Content starts

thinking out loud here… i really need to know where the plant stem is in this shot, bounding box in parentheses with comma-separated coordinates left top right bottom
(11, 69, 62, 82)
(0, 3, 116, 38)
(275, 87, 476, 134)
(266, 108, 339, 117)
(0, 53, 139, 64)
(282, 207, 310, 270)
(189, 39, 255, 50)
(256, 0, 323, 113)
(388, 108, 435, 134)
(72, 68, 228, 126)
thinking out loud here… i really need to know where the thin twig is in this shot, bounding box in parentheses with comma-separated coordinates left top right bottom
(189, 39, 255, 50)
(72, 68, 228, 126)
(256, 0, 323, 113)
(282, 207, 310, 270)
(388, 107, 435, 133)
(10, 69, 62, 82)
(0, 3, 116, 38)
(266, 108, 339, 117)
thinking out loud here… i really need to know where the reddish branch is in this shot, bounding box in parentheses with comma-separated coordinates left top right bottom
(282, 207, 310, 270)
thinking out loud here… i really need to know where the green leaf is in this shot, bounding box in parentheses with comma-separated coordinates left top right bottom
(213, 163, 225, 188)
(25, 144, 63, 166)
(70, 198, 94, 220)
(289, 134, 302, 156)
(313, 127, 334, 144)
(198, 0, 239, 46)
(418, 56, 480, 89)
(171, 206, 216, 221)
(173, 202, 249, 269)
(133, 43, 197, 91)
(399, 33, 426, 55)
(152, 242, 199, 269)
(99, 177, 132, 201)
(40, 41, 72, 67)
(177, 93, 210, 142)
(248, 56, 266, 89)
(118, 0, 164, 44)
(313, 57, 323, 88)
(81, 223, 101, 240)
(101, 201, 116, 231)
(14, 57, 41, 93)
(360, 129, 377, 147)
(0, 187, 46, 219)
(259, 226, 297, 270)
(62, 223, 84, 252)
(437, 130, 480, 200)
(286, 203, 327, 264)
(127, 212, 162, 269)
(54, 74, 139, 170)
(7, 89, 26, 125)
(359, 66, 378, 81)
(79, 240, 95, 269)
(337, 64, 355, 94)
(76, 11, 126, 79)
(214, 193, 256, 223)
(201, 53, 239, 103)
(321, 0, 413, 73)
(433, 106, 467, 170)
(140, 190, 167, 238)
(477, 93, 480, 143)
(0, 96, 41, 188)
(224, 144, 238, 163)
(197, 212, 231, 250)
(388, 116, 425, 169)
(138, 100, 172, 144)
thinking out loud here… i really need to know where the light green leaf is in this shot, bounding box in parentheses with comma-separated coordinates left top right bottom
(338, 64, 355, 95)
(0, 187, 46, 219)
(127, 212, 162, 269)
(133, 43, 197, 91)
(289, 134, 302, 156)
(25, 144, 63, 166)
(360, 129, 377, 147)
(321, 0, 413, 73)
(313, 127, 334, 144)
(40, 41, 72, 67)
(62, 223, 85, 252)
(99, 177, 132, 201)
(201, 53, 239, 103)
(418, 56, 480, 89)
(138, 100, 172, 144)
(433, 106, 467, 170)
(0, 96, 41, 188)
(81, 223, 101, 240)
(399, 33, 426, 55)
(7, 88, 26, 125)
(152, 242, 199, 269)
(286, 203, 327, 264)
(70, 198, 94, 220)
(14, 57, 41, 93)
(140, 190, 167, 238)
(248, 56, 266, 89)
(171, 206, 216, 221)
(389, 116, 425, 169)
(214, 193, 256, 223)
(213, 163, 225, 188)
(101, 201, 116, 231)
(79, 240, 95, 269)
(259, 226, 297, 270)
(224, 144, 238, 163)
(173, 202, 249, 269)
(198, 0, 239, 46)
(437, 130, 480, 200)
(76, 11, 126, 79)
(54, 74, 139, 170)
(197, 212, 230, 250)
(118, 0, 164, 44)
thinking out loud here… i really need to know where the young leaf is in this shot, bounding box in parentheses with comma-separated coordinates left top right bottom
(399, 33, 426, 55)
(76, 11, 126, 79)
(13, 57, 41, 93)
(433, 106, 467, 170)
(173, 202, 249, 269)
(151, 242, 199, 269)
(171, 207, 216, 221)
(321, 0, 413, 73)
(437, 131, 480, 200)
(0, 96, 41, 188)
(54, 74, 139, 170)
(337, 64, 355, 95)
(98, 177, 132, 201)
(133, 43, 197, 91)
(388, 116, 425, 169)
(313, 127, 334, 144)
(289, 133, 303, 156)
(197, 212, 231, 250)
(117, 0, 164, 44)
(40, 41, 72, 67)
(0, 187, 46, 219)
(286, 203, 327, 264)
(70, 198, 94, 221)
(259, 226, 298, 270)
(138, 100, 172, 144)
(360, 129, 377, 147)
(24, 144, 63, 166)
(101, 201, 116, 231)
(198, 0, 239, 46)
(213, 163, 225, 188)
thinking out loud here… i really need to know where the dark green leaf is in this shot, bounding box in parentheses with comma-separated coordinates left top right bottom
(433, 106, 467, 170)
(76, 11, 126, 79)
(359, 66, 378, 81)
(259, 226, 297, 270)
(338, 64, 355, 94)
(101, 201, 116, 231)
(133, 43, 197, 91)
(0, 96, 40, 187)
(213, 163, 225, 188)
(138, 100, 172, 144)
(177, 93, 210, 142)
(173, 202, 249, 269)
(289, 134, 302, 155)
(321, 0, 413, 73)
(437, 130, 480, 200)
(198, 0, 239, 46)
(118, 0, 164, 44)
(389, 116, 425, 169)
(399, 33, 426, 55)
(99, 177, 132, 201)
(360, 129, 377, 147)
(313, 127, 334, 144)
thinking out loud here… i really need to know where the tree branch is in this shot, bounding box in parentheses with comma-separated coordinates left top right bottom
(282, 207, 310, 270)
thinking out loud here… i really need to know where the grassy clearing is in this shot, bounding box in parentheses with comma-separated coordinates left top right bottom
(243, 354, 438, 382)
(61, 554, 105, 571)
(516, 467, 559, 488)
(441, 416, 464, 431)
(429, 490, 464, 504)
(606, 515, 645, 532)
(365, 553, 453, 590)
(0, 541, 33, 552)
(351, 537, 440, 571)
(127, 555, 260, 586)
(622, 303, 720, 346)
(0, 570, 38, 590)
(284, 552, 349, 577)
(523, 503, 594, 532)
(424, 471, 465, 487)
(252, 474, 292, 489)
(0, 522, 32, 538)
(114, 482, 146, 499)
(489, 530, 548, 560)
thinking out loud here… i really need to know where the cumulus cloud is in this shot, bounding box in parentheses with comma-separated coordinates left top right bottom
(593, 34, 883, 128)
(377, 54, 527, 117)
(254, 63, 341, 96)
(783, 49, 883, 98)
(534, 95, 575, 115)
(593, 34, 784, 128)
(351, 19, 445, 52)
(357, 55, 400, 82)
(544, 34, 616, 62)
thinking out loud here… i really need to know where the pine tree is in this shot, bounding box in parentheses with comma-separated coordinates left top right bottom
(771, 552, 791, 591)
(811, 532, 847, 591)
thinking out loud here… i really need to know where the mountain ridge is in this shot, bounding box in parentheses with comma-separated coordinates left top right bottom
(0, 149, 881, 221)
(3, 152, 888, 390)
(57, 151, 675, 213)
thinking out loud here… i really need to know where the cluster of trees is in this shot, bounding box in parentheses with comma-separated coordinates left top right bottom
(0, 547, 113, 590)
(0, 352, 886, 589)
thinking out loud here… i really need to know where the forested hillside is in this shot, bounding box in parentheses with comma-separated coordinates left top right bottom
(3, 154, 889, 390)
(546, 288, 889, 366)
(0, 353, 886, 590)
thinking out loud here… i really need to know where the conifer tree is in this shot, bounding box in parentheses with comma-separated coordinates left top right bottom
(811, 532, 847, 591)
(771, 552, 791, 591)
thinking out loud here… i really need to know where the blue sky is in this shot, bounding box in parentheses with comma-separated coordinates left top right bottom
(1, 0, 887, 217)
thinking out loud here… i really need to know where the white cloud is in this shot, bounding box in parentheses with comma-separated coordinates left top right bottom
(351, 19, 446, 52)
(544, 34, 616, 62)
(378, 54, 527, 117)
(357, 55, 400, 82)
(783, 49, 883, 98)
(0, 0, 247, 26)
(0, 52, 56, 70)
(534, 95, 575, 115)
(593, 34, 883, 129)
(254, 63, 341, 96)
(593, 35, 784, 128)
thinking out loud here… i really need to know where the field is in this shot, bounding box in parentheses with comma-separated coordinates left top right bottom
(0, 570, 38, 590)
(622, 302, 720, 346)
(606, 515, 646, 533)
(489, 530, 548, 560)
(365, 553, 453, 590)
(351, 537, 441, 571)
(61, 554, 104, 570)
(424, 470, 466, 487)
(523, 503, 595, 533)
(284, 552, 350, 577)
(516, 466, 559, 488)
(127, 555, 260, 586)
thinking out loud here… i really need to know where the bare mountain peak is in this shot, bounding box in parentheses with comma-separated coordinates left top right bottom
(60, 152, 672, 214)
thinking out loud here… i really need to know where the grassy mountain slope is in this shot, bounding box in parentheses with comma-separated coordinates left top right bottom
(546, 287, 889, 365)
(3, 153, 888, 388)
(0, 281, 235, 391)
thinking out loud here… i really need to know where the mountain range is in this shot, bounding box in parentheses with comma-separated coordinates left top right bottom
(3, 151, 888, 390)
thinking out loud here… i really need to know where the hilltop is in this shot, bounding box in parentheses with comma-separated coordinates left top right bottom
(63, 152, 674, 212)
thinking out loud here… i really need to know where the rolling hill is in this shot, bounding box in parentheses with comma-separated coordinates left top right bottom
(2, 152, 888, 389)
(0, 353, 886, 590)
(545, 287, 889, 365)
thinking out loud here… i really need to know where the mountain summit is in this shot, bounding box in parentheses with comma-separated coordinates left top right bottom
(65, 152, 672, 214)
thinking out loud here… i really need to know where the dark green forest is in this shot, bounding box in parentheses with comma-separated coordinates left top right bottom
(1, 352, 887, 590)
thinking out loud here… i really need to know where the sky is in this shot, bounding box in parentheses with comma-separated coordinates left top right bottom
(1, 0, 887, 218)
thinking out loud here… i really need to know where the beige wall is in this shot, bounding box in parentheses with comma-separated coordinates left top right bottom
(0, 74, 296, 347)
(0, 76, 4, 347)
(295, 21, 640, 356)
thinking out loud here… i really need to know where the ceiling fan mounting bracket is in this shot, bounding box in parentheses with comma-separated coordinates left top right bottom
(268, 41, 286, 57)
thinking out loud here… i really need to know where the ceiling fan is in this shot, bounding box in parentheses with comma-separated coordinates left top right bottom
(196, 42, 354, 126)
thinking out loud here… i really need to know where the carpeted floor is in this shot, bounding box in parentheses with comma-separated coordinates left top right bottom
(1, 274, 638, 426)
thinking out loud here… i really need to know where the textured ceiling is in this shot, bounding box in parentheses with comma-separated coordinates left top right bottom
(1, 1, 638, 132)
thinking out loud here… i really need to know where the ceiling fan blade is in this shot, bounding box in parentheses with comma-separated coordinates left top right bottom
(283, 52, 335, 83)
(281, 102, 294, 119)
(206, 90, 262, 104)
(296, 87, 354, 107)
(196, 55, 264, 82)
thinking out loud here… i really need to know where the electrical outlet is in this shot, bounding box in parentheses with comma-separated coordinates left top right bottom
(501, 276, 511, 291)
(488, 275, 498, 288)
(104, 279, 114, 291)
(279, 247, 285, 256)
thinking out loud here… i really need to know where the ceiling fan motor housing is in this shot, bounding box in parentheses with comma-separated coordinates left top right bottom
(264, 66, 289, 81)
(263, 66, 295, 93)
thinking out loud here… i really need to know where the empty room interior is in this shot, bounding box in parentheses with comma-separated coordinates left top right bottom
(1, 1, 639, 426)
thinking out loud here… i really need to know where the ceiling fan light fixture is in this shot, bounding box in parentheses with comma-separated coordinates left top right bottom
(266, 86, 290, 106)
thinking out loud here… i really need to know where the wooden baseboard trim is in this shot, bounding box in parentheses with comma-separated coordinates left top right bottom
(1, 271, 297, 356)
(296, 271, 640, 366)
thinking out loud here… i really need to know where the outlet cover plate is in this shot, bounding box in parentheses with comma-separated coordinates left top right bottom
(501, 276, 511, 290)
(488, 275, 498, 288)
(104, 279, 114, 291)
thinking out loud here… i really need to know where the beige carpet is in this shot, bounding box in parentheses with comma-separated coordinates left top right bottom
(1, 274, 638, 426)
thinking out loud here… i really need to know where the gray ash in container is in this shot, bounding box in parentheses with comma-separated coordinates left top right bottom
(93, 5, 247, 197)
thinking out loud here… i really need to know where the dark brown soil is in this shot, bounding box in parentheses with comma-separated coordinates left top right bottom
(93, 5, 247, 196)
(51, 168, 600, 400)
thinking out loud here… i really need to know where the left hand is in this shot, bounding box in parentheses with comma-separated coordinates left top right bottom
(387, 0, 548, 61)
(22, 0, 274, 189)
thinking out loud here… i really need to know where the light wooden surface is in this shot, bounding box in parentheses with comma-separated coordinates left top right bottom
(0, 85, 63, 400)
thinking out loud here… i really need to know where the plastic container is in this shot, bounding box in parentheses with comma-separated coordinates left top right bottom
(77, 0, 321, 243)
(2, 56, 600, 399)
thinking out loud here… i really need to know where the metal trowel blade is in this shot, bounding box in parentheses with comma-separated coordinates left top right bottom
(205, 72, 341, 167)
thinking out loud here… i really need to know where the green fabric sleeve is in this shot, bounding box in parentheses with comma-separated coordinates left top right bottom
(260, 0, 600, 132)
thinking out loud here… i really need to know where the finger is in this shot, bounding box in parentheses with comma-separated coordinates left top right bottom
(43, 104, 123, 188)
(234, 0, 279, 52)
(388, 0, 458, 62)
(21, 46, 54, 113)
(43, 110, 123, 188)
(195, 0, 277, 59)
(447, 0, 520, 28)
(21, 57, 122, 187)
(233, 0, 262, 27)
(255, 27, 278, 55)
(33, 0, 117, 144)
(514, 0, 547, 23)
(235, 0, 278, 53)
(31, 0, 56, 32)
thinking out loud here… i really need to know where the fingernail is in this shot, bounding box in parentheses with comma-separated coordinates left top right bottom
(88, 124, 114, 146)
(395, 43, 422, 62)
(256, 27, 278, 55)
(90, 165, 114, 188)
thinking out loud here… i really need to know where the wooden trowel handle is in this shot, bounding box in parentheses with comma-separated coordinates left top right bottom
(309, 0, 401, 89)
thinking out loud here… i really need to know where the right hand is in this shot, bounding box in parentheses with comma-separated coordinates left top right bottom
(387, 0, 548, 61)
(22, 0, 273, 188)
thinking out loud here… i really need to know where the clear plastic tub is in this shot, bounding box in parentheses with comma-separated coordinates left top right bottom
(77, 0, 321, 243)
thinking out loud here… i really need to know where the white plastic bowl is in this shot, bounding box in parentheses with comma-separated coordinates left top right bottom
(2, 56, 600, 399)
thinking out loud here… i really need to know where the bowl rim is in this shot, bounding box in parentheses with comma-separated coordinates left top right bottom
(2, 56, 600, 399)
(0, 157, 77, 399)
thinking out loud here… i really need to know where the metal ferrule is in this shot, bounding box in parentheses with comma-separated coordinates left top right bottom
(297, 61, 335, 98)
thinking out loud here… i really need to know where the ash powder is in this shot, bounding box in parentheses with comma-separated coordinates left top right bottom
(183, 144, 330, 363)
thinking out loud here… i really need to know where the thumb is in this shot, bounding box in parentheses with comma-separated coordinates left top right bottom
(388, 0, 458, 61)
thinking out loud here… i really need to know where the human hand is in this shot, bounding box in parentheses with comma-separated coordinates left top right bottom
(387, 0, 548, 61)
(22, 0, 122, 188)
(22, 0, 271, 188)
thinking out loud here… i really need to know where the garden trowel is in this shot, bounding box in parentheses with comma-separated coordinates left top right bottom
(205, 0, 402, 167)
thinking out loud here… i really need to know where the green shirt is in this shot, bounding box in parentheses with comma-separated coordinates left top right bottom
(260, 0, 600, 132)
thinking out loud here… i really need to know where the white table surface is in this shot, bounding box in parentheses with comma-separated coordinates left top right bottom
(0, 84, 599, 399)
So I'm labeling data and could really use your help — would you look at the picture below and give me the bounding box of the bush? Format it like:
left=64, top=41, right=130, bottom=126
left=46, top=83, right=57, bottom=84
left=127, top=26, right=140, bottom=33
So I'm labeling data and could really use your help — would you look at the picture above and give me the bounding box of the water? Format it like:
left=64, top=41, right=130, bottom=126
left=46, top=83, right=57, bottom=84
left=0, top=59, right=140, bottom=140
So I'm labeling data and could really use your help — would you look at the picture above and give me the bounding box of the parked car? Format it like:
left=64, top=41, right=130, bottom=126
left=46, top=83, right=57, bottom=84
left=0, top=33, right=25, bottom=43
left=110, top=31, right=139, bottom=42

Content ends

• WHAT IS NEEDED: The lines in the entries above that carry the word "data" must be copied.

• ANSWER SECTION:
So I'm labeling data and could really use your help — would you look at the picture below and give me the bounding box of the bush? Format it like:
So I'm labeling data and could really use your help — would you look at the picture above and give me the bounding box of the water? Format it like:
So I'm labeling data and could really use your help — would you look at the picture above and give me the bounding box of the parked car? Format it like:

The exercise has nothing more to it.